══ Passage provided ══
Eleven years ago, I would probably have sympathized with this sentiment.
When I worked with SGML and later XML, I was so happy to replace ASN.1 and a boatload of ad-hoc binary formats with a text-based format.
JSON certainly could (mostly) displace XML only because it also kept the tradition of being text-based.

However, this is no longer the world we live in.

Today, we are using all kinds of tools to look at interchanged data.
Even JSON is usually packed for interchange and needs a pretty-printing tool to be useful as a text-based format.
CBOR diagnostic notation is a way to pretty-print CBOR that is as useful (upwards compatible with JSON, and, by the way, now [1] fixes most of the really jarring aspects of JSON that we inherited).
═══
══ Entries supplied ══
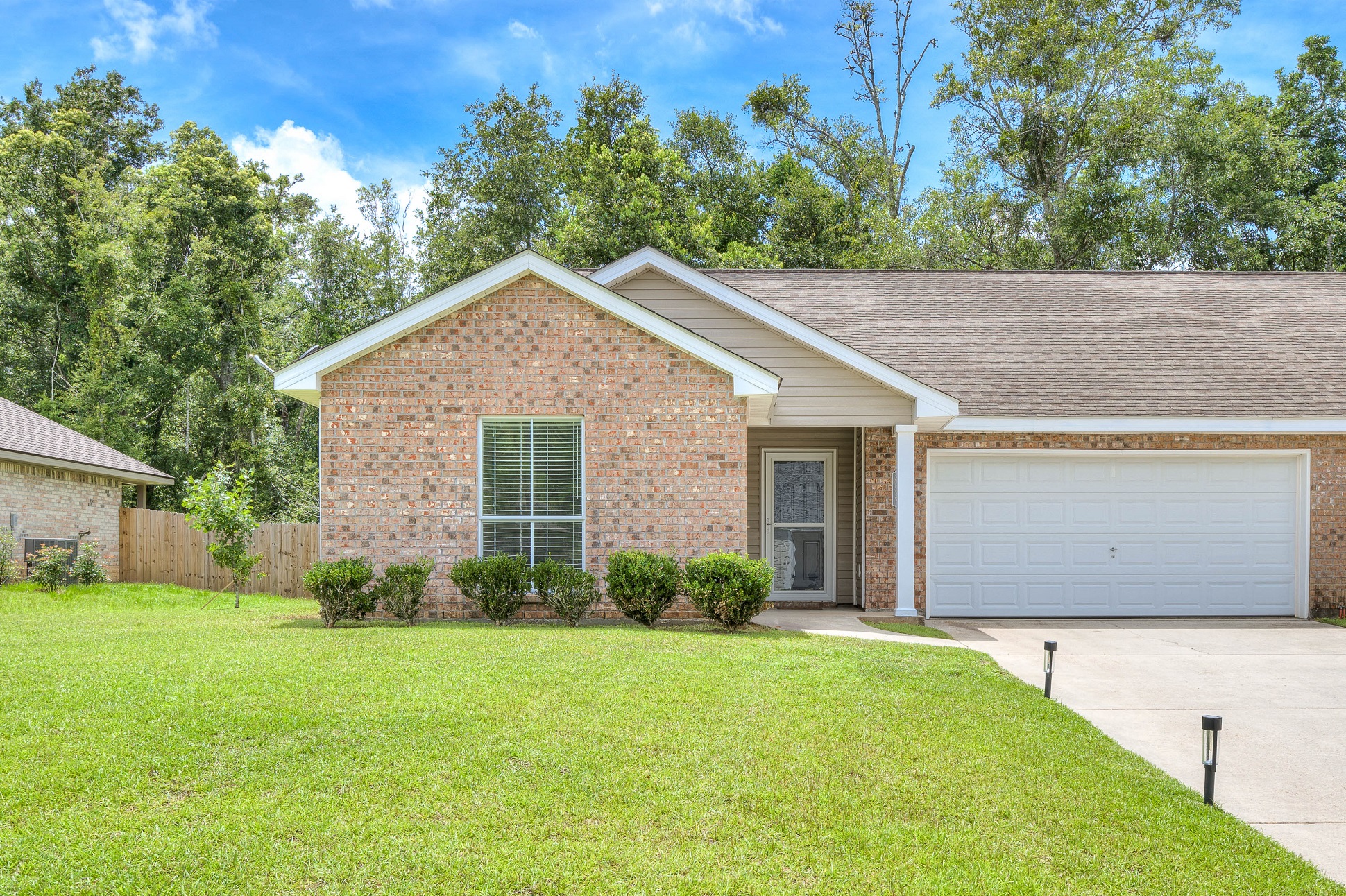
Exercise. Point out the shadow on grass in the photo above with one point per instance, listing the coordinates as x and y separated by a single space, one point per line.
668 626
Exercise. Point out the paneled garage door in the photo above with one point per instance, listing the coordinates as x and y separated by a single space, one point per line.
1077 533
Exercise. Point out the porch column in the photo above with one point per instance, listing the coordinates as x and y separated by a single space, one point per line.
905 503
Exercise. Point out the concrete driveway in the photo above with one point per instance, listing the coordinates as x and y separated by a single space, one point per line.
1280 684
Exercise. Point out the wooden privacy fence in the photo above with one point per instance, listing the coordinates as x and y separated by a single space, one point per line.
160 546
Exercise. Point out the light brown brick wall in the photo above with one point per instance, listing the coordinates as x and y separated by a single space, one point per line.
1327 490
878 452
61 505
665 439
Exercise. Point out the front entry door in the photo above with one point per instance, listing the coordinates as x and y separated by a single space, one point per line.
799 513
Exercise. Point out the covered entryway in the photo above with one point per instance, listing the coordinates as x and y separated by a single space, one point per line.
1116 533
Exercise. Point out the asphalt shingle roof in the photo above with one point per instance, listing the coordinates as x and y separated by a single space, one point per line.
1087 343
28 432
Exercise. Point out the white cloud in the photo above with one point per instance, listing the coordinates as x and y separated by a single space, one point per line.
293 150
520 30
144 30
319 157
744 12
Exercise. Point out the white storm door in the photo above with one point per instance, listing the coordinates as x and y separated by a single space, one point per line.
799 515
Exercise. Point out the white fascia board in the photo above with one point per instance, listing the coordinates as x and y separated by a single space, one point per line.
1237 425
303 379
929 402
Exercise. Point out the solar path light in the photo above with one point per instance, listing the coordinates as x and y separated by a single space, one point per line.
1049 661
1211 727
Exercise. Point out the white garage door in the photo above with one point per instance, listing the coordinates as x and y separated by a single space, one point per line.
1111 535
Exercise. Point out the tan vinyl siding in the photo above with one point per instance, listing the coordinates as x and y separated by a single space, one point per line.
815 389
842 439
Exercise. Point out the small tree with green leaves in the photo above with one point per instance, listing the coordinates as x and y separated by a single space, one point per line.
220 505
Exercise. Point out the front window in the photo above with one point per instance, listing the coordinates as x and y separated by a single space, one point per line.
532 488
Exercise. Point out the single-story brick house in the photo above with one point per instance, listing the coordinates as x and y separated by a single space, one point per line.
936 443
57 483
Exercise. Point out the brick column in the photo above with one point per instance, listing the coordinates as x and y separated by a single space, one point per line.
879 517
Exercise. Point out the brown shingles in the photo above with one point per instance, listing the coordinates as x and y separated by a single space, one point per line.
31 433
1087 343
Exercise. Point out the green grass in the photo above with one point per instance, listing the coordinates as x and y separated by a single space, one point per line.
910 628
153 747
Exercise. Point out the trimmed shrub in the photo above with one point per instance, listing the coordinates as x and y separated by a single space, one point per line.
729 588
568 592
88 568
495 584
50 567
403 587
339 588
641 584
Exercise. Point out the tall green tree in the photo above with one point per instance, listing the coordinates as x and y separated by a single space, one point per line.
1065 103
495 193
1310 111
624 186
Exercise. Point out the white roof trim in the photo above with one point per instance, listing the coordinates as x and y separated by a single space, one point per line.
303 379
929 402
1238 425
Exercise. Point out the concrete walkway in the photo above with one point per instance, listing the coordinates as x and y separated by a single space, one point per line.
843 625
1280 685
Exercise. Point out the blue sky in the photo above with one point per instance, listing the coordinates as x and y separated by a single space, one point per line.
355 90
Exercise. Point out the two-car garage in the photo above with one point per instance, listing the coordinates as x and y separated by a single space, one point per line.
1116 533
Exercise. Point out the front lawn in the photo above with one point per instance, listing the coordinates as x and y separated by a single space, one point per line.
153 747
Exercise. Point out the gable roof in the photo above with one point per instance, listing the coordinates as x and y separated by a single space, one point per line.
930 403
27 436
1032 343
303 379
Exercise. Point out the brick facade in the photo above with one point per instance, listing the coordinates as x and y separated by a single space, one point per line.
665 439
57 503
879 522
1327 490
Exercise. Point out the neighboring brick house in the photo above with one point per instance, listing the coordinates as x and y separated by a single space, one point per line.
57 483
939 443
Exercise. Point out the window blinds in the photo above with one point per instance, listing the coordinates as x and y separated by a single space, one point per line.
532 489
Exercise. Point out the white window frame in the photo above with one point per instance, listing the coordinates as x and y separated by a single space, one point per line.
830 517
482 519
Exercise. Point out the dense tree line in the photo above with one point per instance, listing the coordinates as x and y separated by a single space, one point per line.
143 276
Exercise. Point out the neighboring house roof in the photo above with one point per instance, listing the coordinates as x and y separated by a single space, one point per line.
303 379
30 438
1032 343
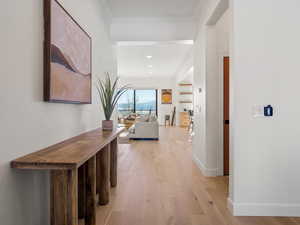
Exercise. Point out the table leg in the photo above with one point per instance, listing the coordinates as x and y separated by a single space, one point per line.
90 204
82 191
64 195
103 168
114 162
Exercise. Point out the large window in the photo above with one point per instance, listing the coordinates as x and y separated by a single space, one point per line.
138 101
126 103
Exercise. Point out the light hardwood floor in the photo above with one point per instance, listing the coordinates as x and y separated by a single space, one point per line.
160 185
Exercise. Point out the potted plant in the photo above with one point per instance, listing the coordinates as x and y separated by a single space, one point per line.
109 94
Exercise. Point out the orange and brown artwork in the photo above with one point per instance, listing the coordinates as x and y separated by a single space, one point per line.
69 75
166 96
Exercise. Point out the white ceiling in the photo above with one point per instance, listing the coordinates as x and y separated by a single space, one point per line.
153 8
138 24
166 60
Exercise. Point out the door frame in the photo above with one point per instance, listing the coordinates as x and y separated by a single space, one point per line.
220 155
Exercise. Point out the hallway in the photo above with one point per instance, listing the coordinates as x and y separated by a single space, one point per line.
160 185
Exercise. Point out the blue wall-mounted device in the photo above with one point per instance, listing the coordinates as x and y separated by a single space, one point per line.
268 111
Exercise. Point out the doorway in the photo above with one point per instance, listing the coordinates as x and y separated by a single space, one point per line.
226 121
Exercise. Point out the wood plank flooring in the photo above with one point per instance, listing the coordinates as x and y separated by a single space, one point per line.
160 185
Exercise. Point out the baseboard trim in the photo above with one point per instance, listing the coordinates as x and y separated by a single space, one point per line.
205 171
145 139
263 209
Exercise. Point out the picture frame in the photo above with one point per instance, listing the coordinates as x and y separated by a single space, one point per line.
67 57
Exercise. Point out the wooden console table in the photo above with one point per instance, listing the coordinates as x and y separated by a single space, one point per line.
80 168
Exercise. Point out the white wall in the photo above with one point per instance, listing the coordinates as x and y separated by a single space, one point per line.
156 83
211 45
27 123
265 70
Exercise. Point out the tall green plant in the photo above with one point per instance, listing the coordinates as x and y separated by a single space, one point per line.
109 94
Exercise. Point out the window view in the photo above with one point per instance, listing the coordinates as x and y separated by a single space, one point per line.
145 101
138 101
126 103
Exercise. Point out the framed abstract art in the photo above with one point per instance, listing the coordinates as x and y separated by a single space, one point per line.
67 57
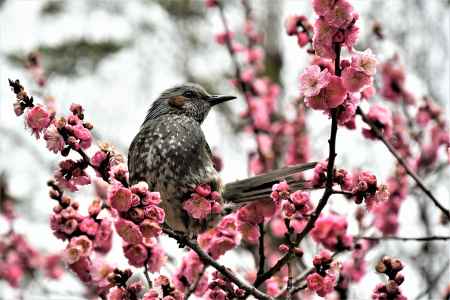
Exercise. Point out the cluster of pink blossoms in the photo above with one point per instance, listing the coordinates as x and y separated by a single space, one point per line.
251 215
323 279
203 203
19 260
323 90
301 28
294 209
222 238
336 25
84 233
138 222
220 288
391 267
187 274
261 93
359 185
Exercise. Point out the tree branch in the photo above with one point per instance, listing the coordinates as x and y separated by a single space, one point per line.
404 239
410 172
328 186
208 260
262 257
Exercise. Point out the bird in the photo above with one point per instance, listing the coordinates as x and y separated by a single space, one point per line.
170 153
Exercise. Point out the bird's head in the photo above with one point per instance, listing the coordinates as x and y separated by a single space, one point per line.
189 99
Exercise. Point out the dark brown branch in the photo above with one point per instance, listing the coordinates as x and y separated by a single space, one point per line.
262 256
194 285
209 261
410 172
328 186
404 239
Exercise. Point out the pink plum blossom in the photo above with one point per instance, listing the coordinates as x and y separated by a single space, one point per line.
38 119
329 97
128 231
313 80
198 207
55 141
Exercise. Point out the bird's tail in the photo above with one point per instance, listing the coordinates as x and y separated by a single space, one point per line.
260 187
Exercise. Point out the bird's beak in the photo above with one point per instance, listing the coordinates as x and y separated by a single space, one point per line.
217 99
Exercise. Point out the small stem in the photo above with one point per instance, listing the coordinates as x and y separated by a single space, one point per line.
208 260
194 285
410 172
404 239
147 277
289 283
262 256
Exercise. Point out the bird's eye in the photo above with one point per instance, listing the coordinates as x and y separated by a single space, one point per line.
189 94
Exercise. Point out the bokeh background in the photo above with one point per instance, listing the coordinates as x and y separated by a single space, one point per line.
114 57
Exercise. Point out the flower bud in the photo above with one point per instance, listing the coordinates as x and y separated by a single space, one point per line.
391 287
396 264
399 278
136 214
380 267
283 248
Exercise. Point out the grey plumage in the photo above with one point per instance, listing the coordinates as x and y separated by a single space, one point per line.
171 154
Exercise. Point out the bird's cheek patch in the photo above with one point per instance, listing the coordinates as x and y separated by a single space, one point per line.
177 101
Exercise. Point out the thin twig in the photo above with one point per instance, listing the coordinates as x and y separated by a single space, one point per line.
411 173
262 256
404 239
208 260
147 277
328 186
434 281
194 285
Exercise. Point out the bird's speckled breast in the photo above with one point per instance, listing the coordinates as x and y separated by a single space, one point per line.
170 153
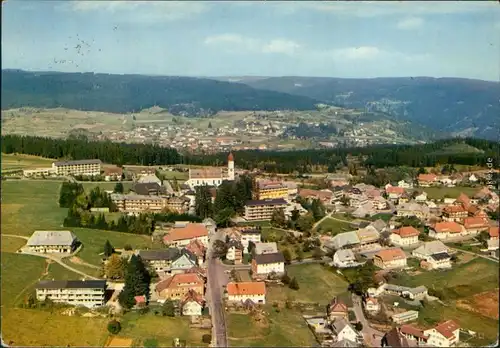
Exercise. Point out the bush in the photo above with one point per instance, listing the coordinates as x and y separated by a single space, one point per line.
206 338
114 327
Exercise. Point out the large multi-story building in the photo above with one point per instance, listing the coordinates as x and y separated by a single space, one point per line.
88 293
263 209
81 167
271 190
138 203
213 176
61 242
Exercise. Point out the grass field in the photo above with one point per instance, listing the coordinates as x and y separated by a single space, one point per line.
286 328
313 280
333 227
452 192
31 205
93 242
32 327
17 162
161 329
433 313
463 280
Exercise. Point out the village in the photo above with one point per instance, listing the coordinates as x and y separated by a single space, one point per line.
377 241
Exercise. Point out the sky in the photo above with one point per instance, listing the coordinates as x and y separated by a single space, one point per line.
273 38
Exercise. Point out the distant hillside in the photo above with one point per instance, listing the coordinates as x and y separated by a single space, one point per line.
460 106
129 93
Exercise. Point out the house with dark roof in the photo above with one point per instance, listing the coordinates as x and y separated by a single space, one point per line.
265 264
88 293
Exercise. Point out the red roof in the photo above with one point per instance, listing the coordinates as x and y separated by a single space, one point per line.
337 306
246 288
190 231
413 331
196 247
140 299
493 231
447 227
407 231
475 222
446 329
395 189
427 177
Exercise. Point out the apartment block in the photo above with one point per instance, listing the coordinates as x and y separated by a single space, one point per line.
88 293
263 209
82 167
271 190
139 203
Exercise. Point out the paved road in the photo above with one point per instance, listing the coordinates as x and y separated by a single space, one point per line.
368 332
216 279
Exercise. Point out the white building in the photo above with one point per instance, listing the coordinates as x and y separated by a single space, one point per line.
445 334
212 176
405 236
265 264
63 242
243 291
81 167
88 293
═══
§ **Task A**: In the passage on data formats, rewrite the part between "When I worked" and "we live in.", inclusive, swapping "text-based" for "human-readable".
§ **Task B**: According to the passage on data formats, what does JSON usually need in order to be useful as a text-based format?
§ **Task C**: Write what comes next in the passage on data formats, picking up after its final sentence.

§ **Final answer A**:
When I worked with SGML and later XML, I was so happy to replace ASN.1 and a boatload of ad-hoc binary formats with a human-readable format.
JSON certainly could (mostly) displace XML only because it also kept the tradition of being human-readable.

However, this is no longer the world we live in.

§ **Final answer B**: A pretty-printing tool.

§ **Final answer C**:
HTTP started as a text-based format in the 1990s, and we have since made an almost complete transition to HTTP/2 and HTTP/3, which use binary representation.  

Most of our interchanges today are encrypted anyway; this and other crypto content (signatures, keys, endorsements…) lead to tons of base64 (or worse, hex!) content in nominally “text-based” formats.  Again, a tool is needed to look at these.

The age where text-based formats were to be preferred for interchange is pretty much over.

CBOR diagnostic notation shows that you can have the remaining crumbs of that cake and eat the simplicity of the binary cake, too.